--- How to complete this task ---
Repeat the lines beginning at the one with "the bird's tail" and running to the end of the material, keeping the first and last of them, exactly as they appear.

--- Records supplied ---
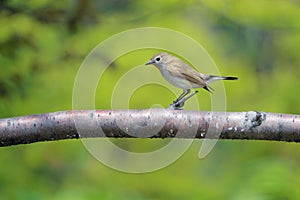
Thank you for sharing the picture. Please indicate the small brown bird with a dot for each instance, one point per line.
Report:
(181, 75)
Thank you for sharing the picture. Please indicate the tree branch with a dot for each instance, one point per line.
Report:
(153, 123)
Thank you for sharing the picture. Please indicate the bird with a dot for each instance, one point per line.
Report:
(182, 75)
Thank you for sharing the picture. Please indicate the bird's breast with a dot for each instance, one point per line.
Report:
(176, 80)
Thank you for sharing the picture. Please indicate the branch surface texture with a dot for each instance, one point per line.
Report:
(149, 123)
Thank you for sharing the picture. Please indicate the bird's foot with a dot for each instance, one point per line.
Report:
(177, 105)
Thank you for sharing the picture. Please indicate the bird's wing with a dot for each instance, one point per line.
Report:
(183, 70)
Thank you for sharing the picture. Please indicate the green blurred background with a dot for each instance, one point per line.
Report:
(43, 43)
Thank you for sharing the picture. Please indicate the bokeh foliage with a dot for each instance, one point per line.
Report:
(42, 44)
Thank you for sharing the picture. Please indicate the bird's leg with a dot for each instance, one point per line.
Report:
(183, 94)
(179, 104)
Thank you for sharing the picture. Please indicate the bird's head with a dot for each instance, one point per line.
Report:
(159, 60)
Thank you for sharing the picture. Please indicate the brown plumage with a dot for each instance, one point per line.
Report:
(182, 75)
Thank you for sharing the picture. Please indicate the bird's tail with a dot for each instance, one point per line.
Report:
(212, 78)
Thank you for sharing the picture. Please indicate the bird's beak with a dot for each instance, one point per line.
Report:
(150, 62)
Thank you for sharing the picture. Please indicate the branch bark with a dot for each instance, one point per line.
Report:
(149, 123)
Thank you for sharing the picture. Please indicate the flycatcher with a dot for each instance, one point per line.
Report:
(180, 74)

--- Output for this exercise ---
Thank you for sharing the picture. Please indicate the bird's tail with a dot for each instance, one point per line.
Report:
(212, 78)
Thank you for sharing the picture. Please indicate the bird's beak with a dot for each instance, one point per line.
Report:
(150, 62)
Thank you for sharing the picture. Please indicate the branch bark with a dot for each instance, one point per line.
Report:
(149, 123)
Thank you for sharing the picture. Please indicate the flycatcher with a dot for each instance, one point per line.
Report:
(180, 74)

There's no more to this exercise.